─── TEXT PROVIDED

In 1967, a Fairbanks man gambled on the oil and gas rights to nearly 5,000 acres on the North Slope. The cost? About $1 an acre.
A year later, after the discovery of the largest oil field in North America a few miles from these leases, pharmacist Tom Miklautsch and consultant/oil broker Cliff Burglin had sold a half-interest for a $2 million down payment — with more to come — to the General American Oil Co. They said they had turned down offers of $250,000, $500,000 and $1 million.
In today's dollars, the $2 million would be about $13 million.
Before long, the Fairbanks pharmacist found himself profiled as "millionaire Tom Miklautsch" on "CBS Evening News" and a Life magazine reporter called him the recipient of "the biggest windfall oilmen can remember."
Reporters from afar wrote at length of the get-rich-quick miracle story. Miklautsch had been $1,200 in debt when he showed up in Fairbanks in 1952. It was Burglin who put together the oil lease bid, in exchange for 20 percent.
"We bid on areas of the fringes," Miklautsch once said.
A syndicated columnist who said Miklautsch "gambled small and won big" concluded his column with an offhand but prophetic comment about gold rush fortunes that the hero loses in the end.
Prospering or failing?
More than two decades would pass before the real value of the leases became clear, but only after lawsuits about ownership and the interpretation of contract language in settlements drafted by experts.
I thought of this episode when reading the recent story on how speculators in Alaska's oil fields — many of whom followed Burglin's lead — either prosper or fail, depending upon research, tolerance for risk, government rules and luck.
Miklautsch and Burglin held on to a share of those early leases until 1989, when the limited partners sold the final piece to Exxon. The leases turned out to be on what became known as the Point McIntyre oil field, which wasn't discovered until 1988.

──────

## [THE TASK]
Please summarize the text above about the North Slope oil leases in two sentences.

─── ENTRIES SUPPLIED

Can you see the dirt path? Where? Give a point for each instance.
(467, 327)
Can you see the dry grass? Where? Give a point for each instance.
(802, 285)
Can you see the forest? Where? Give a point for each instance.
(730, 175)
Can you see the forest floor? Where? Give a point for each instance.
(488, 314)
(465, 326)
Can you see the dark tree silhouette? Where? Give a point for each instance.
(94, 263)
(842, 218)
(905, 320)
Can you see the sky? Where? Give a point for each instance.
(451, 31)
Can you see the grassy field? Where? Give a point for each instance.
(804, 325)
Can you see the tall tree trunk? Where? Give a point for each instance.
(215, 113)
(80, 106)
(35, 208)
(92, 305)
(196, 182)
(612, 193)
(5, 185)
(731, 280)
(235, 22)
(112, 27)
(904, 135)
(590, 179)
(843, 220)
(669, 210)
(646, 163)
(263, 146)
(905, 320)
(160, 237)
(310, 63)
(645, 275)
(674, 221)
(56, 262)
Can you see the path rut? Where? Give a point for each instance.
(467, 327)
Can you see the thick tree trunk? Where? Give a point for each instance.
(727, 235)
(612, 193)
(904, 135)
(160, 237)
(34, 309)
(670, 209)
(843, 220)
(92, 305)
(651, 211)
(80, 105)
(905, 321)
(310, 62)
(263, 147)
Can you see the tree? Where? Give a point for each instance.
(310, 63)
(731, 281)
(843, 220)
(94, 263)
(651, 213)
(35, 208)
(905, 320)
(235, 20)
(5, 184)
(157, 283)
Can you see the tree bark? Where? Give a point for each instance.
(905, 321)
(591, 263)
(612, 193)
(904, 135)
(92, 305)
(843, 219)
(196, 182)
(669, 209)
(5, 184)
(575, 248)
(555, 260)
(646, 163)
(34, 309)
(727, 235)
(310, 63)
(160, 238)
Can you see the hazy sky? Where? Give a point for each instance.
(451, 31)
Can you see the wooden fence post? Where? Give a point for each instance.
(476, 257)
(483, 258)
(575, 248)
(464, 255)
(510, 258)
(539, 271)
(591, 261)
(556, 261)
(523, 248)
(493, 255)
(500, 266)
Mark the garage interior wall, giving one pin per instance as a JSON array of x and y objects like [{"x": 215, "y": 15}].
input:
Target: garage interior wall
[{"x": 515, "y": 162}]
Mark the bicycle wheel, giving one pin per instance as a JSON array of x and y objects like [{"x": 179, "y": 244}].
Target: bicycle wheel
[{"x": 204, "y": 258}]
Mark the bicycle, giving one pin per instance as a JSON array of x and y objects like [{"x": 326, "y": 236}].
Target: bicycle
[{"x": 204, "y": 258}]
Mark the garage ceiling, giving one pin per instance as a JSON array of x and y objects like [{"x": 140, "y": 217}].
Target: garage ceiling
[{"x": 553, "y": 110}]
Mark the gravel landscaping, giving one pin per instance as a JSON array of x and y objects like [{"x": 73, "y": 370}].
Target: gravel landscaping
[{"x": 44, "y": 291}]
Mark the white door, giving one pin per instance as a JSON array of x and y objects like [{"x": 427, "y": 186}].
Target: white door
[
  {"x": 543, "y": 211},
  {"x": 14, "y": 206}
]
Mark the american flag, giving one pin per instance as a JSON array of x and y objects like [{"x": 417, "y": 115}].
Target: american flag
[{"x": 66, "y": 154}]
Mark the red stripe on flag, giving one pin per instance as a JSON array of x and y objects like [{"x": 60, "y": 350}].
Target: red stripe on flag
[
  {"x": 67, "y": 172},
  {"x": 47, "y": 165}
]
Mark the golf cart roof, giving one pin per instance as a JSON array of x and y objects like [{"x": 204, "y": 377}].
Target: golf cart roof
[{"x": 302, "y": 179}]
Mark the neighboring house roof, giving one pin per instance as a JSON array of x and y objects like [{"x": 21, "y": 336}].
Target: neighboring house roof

──────
─── ENTRIES SUPPLIED

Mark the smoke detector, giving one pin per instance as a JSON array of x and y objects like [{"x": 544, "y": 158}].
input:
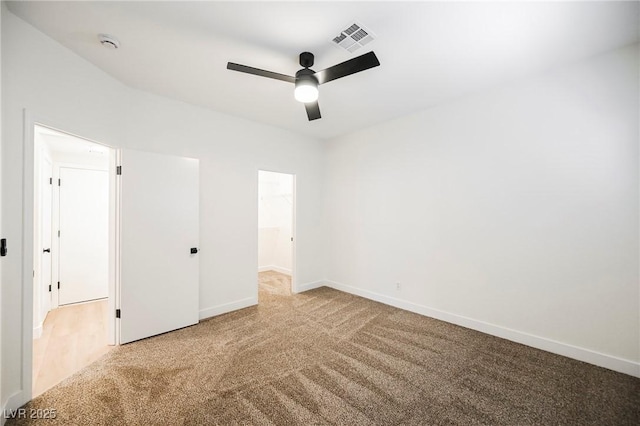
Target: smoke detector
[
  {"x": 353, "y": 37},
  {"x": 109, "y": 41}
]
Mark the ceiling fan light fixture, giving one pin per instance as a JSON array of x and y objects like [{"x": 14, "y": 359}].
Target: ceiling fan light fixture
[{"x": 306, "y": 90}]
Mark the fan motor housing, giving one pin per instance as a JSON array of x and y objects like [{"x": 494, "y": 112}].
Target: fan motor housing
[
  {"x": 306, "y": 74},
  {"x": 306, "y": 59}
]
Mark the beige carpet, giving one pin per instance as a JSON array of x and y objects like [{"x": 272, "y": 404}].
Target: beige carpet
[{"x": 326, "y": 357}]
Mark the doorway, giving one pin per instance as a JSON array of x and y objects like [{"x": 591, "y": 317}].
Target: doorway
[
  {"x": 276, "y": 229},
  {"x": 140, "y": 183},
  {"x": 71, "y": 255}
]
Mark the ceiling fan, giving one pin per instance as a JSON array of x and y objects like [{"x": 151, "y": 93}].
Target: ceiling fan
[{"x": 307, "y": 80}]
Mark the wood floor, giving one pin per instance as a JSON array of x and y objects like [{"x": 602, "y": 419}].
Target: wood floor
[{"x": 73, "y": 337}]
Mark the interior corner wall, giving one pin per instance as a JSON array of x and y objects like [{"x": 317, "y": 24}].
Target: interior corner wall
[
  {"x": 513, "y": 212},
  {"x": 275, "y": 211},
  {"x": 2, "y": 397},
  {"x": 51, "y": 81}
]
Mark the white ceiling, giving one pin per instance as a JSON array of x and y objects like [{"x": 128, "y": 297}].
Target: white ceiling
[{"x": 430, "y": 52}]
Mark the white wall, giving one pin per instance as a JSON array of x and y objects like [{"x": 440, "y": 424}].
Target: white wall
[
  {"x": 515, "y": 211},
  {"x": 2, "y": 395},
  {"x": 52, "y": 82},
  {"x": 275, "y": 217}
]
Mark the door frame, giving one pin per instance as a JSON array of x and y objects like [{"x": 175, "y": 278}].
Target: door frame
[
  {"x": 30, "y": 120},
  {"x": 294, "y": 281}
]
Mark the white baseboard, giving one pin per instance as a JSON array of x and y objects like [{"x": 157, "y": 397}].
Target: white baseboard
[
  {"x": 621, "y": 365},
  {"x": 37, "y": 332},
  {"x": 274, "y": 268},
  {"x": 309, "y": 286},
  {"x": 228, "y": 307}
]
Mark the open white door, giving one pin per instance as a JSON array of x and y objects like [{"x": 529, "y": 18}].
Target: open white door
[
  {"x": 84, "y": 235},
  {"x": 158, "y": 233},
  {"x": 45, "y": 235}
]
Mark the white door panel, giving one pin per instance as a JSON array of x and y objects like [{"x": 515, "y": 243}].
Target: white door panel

──────
─── ENTRIES SUPPLIED

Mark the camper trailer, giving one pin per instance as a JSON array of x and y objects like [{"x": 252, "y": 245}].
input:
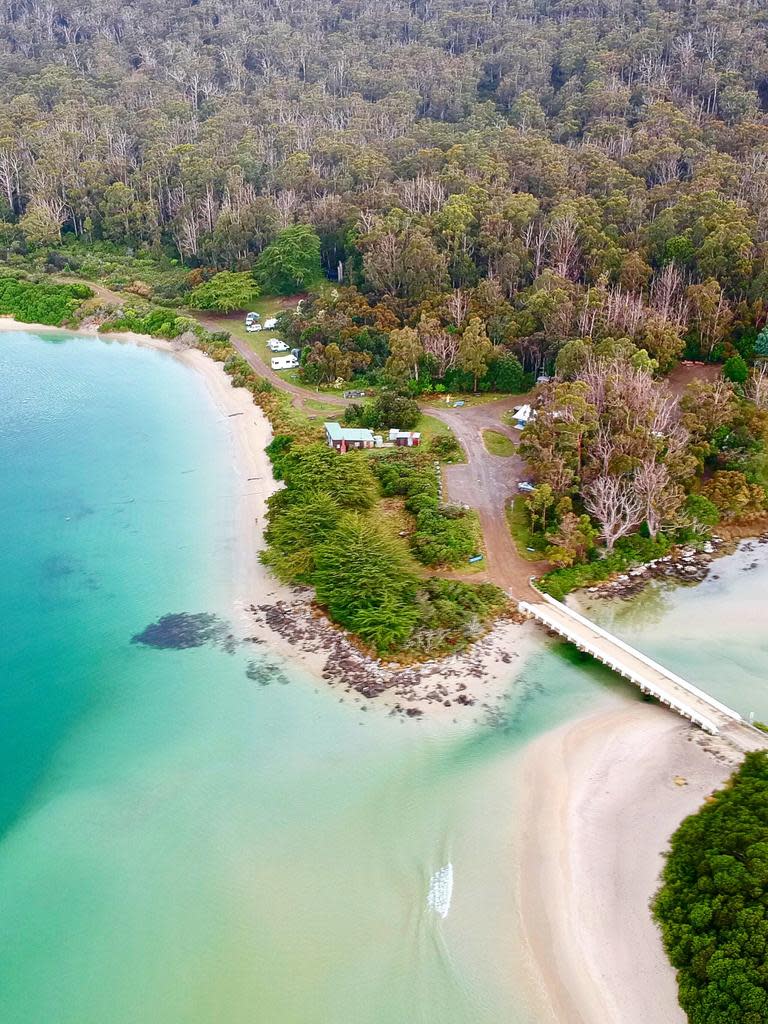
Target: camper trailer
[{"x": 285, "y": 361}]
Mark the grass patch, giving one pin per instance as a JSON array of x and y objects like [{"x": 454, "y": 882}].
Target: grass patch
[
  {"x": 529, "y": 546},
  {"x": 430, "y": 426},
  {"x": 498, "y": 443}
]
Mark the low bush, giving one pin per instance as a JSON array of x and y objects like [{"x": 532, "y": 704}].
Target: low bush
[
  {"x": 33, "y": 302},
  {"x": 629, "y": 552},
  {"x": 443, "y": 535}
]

──────

## [PROBLEM SOLUTION]
In 1967, Fairbanks pharmacist Tom Miklautsch gambled about $1 an acre on oil and gas rights to nearly 5,000 acres on the North Slope, in a bid put together by consultant/oil broker Cliff Burglin. After the largest oil field in North America was found nearby, the two sold a half-interest to the General American Oil Co. for a $2 million down payment and kept a share until 1989, when the final piece went to Exxon; the leases proved to be on the Point McIntyre oil field, discovered in 1988.